▸ **Page excerpt**:
“A semi-industrial scale investigation of the factors controlling the bio-conversion of biodegradable wastes into a consistent solid recovered fuel (SRF) product for use as an auxiliary energy source by the cement industry”. (Sept. 2005 – Aug. 2008)

This Project was funded by the Cyprus Research Promotion Foundation. The participants are: Isotech Ltd (host organization), Imperial College London (Partner 1), IWI (Partner 2), Vassiliko Cement Works (Partner 3).


European Landfill Directive requires the phased reduction of biodegradable municipal waste (BMW) disposed to landfill by EU Member States to 75%, 50%, 35% of the quantity disposed in 1995 by 2006, 2009 and 2016, respectively (CEC 1999). Composting and mass burn incineration are the two most widespread techniques for diverting BMW from Landfills. However, these techniques are not ideal solutions in all EU Member State. Incineration requires a high and constant throughput of waste with high calorific value, which is not the case for many countries, whilst the economic viability of composting depends largely on the presence of separate collection schemes for BMW that have been adopted only in a small number of countries.

▸ **Supplied material**:
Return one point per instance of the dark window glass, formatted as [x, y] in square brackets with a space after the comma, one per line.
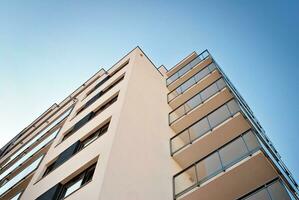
[49, 169]
[77, 182]
[52, 193]
[94, 136]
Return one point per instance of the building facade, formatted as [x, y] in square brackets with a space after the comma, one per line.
[138, 132]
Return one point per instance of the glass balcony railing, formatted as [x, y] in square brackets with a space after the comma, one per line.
[268, 146]
[196, 100]
[272, 191]
[23, 174]
[191, 81]
[215, 163]
[203, 126]
[38, 136]
[28, 155]
[204, 55]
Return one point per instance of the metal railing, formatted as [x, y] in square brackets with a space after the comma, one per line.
[202, 56]
[215, 163]
[269, 148]
[203, 126]
[191, 81]
[196, 100]
[275, 189]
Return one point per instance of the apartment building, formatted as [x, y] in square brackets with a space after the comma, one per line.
[137, 132]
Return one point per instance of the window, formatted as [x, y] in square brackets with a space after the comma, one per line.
[76, 147]
[94, 136]
[77, 182]
[122, 66]
[89, 117]
[61, 191]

▸ **Task item**: Can you rewrite the paragraph beginning "European Landfill Directive requires" from the project description above as a short bulleted list that keeps its main facts?

▸ **Result for this task**:
- The European Landfill Directive requires EU Member States to cut biodegradable municipal waste (BMW) sent to landfill to 75%, 50% and 35% of 1995 levels by 2006, 2009 and 2016, respectively (CEC 1999).
- Composting and mass burn incineration are the two most widespread ways of diverting BMW from landfills, but they are not ideal for every Member State.
- Incineration needs a high, constant throughput of high-calorific-value waste, which many countries lack.
- Composting's economic viability depends largely on separate BMW collection schemes, which only a few countries have adopted.